• やること:
[A] 対象の文章で、積極群と標準群の割合がそれぞれパーセントで示されている項目を、両群の数値とともにすべて挙げよ。
[B] 対象の文章によると、積極的輸液療法群の持続点滴の速度はいくらか。
[C] 対象の文章の「Early Aggressive Hydration」から「コントロールを行う、ですね。」までを、「鎮痛」を「疼痛管理」に置き換えて書き改めよ。

• 対象の文章:
救急医?の雑記帳

日々感じたこと,調べたこと,得たこと,目標としていることなどを備忘録目的に不定期にまとめていこうと思います.

中等度の急性膵炎でも積極的な輸液療法を考慮する

中等度の急性膵炎でも積極的な輸液療法を考慮する

(情報)
60名が参加した単施設ランダム化比較試験。上腹部痛・アミラーゼまたはリパーゼの上昇(正常上限の3倍以上)・急性膵炎の画像所見のいずれか2つを満たした急性膵炎を対象とした。ただしSIRS、臓器障害を認めるものは除外。対象となる急性膵炎の患者は4時間以内に、積極的輸液療法群(20ml/kgの急速輸液と3ml/kg/hの持続点滴)と、標準的輸液療法群(10ml/kgの急速輸液と1.5ml/kg/hの持続点滴)の2つへ無作為に割付。輸液はいずれも乳酸リンゲル液を使用した。36時間後の臨床所見の改善(ヘマトクリット・BUN・クレアチニンの低下、腹痛の改善、経口摂取可能)がみられるか評価した。

36時間時点で、積極的輸液療法群のほうが標準的輸液療法群と比較して、臨床所見の改善例が多くみられた(積極群70% vs 標準群42%)。積極的輸液療法群のほうがSIRS発症率が低かった(積極群7.4%、標準群21.1%)。血液濃縮の発症頻度も積極的輸液療法群のほうが低かった(積極群11.1%、標準群36.4%)。いずれの症例でも過剰輸液の徴候はみられなかった。

よって中等度の急性膵炎では、早期から乳酸リンゲル液による積極的な輸液療法を行うことで、臨床所見を改善しうることが示唆された。

Early Aggressive Hydration Hastens Clinical Improvement in Mild Acute Pancreatitis. Buxbaum JL, Quezada M, et al: Am J Gastroenterol; 2017;112 (May): 797-803.

(私見)
臨床感覚に一致した研究結果だと感じます。充分に輸液を行い、充分に鎮痛し、充分に血糖コントロールを行う、ですね。

(データセットの項目)
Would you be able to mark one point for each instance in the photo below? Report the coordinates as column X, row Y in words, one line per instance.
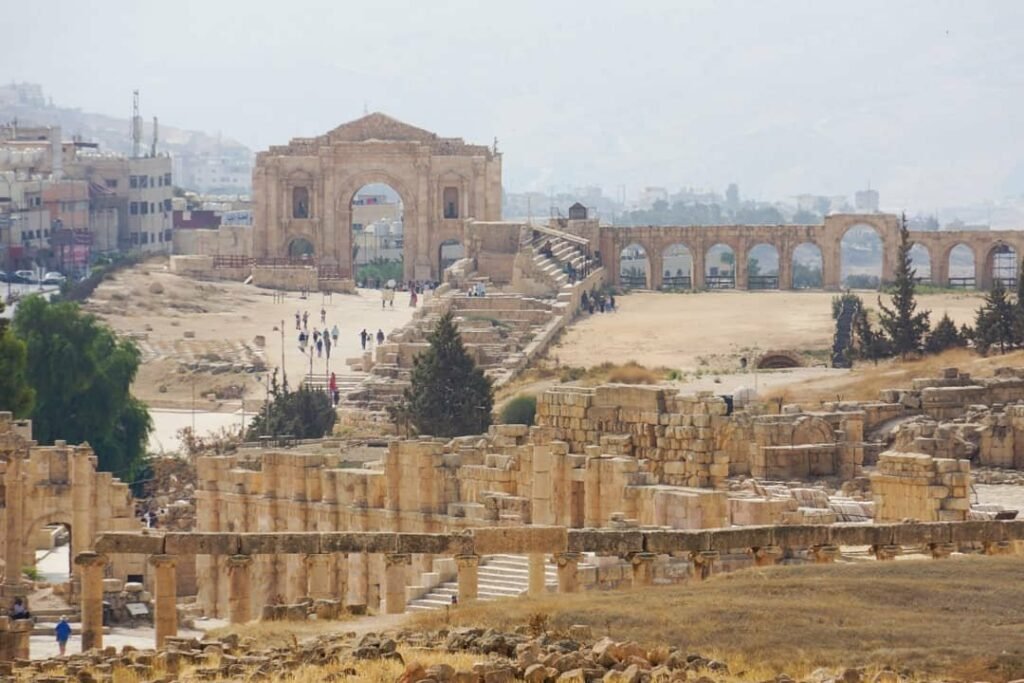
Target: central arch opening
column 762, row 267
column 378, row 235
column 678, row 263
column 861, row 258
column 720, row 267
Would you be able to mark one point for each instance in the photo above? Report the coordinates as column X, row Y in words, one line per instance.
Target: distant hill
column 27, row 103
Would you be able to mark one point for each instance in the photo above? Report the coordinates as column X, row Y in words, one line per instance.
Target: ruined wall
column 916, row 486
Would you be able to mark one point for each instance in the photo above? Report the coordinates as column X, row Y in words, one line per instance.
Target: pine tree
column 996, row 322
column 904, row 328
column 449, row 395
column 945, row 335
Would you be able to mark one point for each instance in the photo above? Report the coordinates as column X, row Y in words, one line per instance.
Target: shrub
column 519, row 411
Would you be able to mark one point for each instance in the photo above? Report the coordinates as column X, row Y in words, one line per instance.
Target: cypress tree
column 995, row 322
column 449, row 395
column 904, row 328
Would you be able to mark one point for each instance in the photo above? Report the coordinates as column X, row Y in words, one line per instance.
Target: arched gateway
column 303, row 191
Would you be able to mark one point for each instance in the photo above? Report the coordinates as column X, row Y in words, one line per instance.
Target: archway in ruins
column 762, row 267
column 449, row 252
column 1001, row 265
column 807, row 266
column 921, row 263
column 861, row 258
column 961, row 267
column 634, row 266
column 300, row 249
column 677, row 261
column 378, row 235
column 720, row 267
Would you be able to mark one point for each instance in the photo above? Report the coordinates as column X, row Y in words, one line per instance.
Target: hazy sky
column 923, row 99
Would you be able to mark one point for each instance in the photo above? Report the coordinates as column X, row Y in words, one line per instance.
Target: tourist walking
column 62, row 632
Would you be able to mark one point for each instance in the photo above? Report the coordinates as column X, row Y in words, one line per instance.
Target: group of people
column 596, row 301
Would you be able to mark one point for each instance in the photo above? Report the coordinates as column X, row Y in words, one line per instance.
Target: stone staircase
column 498, row 577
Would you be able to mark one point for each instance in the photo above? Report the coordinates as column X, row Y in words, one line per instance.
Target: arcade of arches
column 303, row 193
column 721, row 256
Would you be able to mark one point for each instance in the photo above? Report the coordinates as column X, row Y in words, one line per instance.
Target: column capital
column 239, row 561
column 467, row 560
column 89, row 558
column 561, row 559
column 392, row 559
column 163, row 560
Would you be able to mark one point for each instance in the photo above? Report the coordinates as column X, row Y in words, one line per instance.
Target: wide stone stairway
column 498, row 577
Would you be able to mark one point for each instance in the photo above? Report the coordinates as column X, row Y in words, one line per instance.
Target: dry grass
column 963, row 617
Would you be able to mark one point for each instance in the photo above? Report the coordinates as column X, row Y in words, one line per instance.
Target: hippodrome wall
column 698, row 240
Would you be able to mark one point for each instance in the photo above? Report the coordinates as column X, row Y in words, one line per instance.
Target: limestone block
column 124, row 542
column 197, row 543
column 605, row 541
column 488, row 541
column 301, row 543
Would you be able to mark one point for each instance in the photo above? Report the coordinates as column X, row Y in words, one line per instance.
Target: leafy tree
column 303, row 414
column 904, row 328
column 449, row 395
column 15, row 394
column 945, row 335
column 82, row 376
column 996, row 322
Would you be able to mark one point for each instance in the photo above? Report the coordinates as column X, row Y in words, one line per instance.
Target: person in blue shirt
column 62, row 631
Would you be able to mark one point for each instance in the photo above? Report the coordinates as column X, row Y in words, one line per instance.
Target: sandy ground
column 711, row 331
column 158, row 308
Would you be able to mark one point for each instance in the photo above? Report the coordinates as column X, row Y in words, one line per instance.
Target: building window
column 300, row 203
column 451, row 202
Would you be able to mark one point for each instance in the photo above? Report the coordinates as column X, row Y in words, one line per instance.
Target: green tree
column 904, row 328
column 15, row 394
column 303, row 414
column 82, row 376
column 945, row 335
column 449, row 394
column 996, row 322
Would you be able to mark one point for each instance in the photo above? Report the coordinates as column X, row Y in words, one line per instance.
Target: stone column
column 766, row 556
column 318, row 575
column 538, row 575
column 884, row 553
column 165, row 594
column 468, row 568
column 568, row 569
column 394, row 582
column 704, row 563
column 14, row 495
column 824, row 554
column 91, row 567
column 643, row 568
column 240, row 589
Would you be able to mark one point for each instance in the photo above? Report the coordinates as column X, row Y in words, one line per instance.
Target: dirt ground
column 712, row 331
column 224, row 318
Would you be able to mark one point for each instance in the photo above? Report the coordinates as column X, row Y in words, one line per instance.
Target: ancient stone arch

• 項目別の答え:
[A]
- 臨床所見の改善例:積極群70%、標準群42%
- SIRS発症率:積極群7.4%、標準群21.1%
- 血液濃縮の発症頻度:積極群11.1%、標準群36.4%

[B] 3ml/kg/h

[C]
Early Aggressive Hydration Hastens Clinical Improvement in Mild Acute Pancreatitis. Buxbaum JL, Quezada M, et al: Am J Gastroenterol; 2017;112 (May): 797-803.

(私見)
臨床感覚に一致した研究結果だと感じます。充分に輸液を行い、充分に疼痛管理し、充分に血糖コントロールを行う、ですね。